TEXT SEGMENT -
================
Chemical and physical data
- Formula: C_{8}H_{20}NO_{6}P
- Molar mass: 257.223 g·mol^{−1}
- 3D model (JSmol): Interactive image;
- SMILES [O-]P(=O)(OC[C@H](O)CO)OCC[N+](C)(C)C;
- InChI InChI=1S/C8H20NO6P/c1-9(2,3)4-5-14-16(12,13)15-7-8(11)6-10/h8,10-11H,4-7H2,1-3H3/t8-/m1/s1; Key:SUHOQUVVVLNYQR-MRVPVSSYSA-N;

= Glycerophosphorylcholine =

Chemical compound

L-α-Glycerophosphorylcholine (alpha-GPC, choline alfoscerate, sn-glycero-3-phosphocholine) is a natural choline compound found in the brain. It is also a parasympathomimetic acetylcholine precursor which has been investigated for its potential for the treatment of Alzheimer's disease and other dementias.

Alpha-GPC rapidly delivers choline to the brain across the blood–brain barrier and is a biosynthetic precursor of acetylcholine. It is a non-prescription drug in most countries. The FDA determined that intake of no more than 196.2 mg/person/day is considered generally recognized as safe (GRAS).
================
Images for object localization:
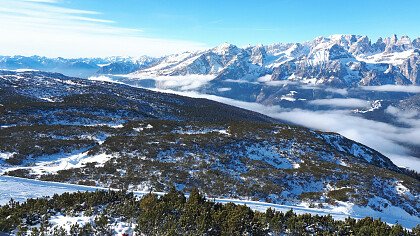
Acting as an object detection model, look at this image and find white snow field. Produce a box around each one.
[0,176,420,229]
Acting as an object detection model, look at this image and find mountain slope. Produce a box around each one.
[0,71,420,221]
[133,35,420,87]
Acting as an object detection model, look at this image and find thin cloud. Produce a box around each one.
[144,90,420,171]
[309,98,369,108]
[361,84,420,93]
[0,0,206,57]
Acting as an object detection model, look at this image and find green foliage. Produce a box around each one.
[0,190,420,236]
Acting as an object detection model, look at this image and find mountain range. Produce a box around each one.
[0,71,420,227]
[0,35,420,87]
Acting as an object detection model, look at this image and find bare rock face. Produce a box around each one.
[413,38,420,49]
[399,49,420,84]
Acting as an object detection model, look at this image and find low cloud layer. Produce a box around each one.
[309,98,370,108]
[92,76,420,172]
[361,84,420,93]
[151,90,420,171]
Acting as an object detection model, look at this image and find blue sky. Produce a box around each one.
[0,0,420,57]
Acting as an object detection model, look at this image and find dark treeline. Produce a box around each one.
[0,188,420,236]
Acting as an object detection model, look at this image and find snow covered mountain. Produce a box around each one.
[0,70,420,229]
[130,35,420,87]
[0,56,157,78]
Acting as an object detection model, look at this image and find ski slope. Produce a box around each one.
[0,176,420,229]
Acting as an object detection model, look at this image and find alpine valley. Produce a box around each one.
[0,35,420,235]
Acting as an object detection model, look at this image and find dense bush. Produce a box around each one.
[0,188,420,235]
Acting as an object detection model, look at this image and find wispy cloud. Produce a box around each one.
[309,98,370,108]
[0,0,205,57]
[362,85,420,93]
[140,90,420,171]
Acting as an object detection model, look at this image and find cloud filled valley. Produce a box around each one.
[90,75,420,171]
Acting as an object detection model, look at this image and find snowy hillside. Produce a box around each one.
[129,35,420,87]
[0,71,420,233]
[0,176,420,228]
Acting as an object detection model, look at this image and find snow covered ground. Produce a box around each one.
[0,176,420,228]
================
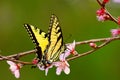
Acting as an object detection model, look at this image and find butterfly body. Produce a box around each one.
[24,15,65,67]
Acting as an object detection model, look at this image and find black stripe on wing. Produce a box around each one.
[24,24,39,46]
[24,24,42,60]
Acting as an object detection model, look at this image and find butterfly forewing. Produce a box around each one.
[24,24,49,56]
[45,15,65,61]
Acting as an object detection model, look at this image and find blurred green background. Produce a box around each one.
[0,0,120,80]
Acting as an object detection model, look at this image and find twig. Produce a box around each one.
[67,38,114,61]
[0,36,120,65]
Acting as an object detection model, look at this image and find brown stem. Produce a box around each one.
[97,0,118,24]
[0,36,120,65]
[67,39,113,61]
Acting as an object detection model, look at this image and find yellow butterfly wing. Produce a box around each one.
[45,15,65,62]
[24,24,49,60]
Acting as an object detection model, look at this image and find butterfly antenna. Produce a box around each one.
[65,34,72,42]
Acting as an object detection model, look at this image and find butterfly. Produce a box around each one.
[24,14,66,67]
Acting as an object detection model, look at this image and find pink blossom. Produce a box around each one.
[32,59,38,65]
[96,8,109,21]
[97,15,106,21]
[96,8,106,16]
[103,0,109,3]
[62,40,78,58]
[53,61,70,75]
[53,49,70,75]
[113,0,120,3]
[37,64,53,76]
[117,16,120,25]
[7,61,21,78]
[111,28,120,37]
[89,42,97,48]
================
YOUR ASSIGNMENT - Substitute "forerunner" for "precursor" and give everything in the glycerophosphorylcholine text from "Chemical compound" down to "as safe (GRAS)." with that change. The rows are separate material from the glycerophosphorylcholine text.

SOLVED PROBLEM -
Chemical compound

L-α-Glycerophosphorylcholine (alpha-GPC, choline alfoscerate, sn-glycero-3-phosphocholine) is a natural choline compound found in the brain. It is also a parasympathomimetic acetylcholine forerunner which has been investigated for its potential for the treatment of Alzheimer's disease and other dementias.

Alpha-GPC rapidly delivers choline to the brain across the blood–brain barrier and is a biosynthetic forerunner of acetylcholine. It is a non-prescription drug in most countries. The FDA determined that intake of no more than 196.2 mg/person/day is considered generally recognized as safe (GRAS).